• **GIVEN TEXT**:
The main result of the paper is to show that minimisers of \(\mathcal {E}_n\) converge to minimisers of \(\mathcal {E}_\infty \).

2 Main results

Our main results concern the convergence of the variational problem \(\min \mathcal {E}_n\) to \(\min \mathcal {E}_\infty \). In particular we show

$$\begin{aligned} \min _{\textbf{K}^{(n)},\textbf{b}^{(n)},W,c} \mathcal {E}_n(\textbf{K}^{(n)},\textbf{b}^{(n)},W,c)\rightarrow & {} \min _{K,b,W,c} \mathcal {E}_\infty (K,b,W,c), \\ \mathop {\mathrm {\textrm{argmin}}}\limits _{\textbf{K}^{(n)},\textbf{b}^{(n)},W,c} \mathcal {E}_n(\textbf{K}^{(n)},\textbf{b}^{(n)},W,c)\rightarrow & {} \mathop {\mathrm {\textrm{argmin}}}\limits _{K,b,W,c} \mathcal {E}_\infty (K,b,W,c), \end{aligned}$$

as \(n \rightarrow \infty \). At this point we have not specified the topology on which we define the discrete-to-continuum convergence. For now it is enough to say that the distance is given by a function \(d:\Theta ^{(n)}\times \Theta \rightarrow [0,+\infty )\) where \(\Theta ^{(n)}\) is the parameter space of \(\mathcal {E}_n\) and \(\Theta \) is the parameter space of \(\mathcal {E}_\infty \). The topology is described in detail in Sect. 3.2. We do want to emphasise at this point that although d appears to depend on n —and in fact appears not to be a distance at all, due to a lack of symmetry between its two arguments— it is in fact a restriction of an n-independent metric on a higher-dimensional space to an n-dependent subset.

• **YOUR TASKS**:
a: Reproduce the passage on discrete-to-continuum convergence word for word, beginning at the words "as \(n \rightarrow" and stopping after "an n-dependent subset.".
b: List every line of the listing below that contains the word "painted".

• **RECORDS PROVIDED**:
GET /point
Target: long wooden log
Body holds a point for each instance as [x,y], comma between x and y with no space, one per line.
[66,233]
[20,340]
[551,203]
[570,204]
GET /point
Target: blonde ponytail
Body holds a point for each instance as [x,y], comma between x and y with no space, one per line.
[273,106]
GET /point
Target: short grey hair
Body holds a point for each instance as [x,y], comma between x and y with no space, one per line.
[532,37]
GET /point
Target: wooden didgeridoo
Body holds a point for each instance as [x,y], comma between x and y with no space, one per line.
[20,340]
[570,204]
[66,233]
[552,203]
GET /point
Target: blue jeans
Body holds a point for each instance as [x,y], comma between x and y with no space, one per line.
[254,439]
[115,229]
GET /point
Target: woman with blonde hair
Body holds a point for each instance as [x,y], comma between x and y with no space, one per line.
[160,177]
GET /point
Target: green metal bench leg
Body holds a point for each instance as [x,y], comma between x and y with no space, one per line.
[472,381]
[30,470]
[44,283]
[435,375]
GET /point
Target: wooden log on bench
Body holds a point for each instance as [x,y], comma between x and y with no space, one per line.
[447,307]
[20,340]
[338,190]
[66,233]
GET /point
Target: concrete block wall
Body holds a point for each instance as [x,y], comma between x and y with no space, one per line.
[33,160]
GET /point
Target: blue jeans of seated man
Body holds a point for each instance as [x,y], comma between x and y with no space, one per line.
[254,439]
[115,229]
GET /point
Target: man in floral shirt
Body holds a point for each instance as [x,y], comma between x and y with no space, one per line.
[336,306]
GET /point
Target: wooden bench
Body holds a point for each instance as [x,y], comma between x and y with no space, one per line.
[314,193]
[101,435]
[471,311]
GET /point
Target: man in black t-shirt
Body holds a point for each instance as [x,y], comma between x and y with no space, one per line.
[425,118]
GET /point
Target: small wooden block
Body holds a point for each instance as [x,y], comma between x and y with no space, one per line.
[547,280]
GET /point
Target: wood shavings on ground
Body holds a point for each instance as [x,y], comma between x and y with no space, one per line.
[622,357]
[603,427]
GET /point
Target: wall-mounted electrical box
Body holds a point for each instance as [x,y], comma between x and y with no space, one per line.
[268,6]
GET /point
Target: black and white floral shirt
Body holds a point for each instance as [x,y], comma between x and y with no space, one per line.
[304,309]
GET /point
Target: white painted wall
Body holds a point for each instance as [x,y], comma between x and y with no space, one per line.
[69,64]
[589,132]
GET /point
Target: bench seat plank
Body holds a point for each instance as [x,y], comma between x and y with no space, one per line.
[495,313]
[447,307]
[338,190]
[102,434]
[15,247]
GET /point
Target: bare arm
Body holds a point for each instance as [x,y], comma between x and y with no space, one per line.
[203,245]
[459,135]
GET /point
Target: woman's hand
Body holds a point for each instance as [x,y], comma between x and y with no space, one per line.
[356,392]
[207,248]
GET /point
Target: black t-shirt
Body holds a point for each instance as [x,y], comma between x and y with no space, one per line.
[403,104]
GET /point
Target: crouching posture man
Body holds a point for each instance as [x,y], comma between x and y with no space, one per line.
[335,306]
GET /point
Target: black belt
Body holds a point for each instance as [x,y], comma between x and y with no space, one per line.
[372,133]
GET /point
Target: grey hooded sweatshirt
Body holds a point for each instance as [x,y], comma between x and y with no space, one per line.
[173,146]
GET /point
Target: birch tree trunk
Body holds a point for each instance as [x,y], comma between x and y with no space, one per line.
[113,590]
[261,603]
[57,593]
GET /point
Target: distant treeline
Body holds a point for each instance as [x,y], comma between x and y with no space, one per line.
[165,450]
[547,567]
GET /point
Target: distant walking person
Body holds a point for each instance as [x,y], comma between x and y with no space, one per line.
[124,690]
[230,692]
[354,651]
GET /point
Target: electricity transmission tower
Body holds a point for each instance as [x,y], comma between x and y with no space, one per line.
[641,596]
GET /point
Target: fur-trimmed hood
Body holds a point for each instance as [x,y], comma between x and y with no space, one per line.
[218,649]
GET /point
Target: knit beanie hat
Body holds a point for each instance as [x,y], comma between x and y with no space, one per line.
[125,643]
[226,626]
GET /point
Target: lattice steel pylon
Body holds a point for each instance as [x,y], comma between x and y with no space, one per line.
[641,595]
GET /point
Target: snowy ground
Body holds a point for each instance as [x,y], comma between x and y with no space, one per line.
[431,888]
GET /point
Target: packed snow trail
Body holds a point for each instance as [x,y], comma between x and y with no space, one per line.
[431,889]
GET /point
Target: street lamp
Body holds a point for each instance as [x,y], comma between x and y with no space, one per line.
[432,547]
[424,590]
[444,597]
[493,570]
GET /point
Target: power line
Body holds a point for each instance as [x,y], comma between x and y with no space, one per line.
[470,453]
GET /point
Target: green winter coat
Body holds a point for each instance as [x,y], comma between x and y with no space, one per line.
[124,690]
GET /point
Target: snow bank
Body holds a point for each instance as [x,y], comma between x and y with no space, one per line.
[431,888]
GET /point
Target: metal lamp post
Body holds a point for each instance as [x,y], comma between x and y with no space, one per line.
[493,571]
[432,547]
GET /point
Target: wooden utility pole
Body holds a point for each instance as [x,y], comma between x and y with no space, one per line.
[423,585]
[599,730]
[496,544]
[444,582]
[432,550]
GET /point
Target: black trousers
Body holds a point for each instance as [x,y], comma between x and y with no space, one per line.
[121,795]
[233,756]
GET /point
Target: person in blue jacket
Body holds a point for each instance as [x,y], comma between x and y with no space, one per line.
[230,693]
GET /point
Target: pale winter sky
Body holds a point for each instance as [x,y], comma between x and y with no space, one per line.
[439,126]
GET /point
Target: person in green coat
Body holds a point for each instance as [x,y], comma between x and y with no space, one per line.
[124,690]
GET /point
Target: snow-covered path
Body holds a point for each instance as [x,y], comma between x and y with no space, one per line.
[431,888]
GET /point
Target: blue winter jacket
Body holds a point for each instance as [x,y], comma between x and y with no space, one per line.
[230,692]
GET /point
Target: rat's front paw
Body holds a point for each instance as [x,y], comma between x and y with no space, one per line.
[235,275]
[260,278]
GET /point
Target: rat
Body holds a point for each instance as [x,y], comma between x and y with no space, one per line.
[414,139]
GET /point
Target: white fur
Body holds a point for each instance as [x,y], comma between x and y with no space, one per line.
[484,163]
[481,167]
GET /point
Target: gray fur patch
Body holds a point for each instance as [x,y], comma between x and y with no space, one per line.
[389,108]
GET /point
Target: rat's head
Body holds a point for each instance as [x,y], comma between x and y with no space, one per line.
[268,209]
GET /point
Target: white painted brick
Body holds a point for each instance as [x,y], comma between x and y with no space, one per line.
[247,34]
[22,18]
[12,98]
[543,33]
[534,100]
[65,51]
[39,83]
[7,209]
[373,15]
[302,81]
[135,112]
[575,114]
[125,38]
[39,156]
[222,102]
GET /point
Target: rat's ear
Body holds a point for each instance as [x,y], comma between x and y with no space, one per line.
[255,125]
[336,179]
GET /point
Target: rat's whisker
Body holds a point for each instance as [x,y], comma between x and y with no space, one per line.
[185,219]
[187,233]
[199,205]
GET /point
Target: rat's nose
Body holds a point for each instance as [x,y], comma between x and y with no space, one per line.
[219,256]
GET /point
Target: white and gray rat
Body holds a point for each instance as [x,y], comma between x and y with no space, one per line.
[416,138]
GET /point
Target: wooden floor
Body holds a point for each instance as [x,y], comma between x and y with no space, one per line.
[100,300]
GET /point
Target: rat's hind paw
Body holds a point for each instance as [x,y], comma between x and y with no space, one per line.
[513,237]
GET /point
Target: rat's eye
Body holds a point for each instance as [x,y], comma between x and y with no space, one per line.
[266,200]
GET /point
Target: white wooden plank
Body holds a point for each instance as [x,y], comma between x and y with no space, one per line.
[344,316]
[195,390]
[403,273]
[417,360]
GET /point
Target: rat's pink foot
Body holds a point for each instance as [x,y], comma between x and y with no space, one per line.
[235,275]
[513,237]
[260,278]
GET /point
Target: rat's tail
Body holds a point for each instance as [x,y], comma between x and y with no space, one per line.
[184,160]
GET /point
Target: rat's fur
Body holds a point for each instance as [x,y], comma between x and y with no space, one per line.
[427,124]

• **RESULTS BY TASK**:
a:
as \(n \rightarrow \infty \). At this point we have not specified the topology on which we define the discrete-to-continuum convergence. For now it is enough to say that the distance is given by a function \(d:\Theta ^{(n)}\times \Theta \rightarrow [0,+\infty )\) where \(\Theta ^{(n)}\) is the parameter space of \(\mathcal {E}_n\) and \(\Theta \) is the parameter space of \(\mathcal {E}_\infty \). The topology is described in detail in Sect. 3.2. We do want to emphasise at this point that although d appears to depend on n —and in fact appears not to be a distance at all, due to a lack of symmetry between its two arguments— it is in fact a restriction of an n-independent metric on a higher-dimensional space to an n-dependent subset.

b:
Target: white painted wall
Target: white painted brick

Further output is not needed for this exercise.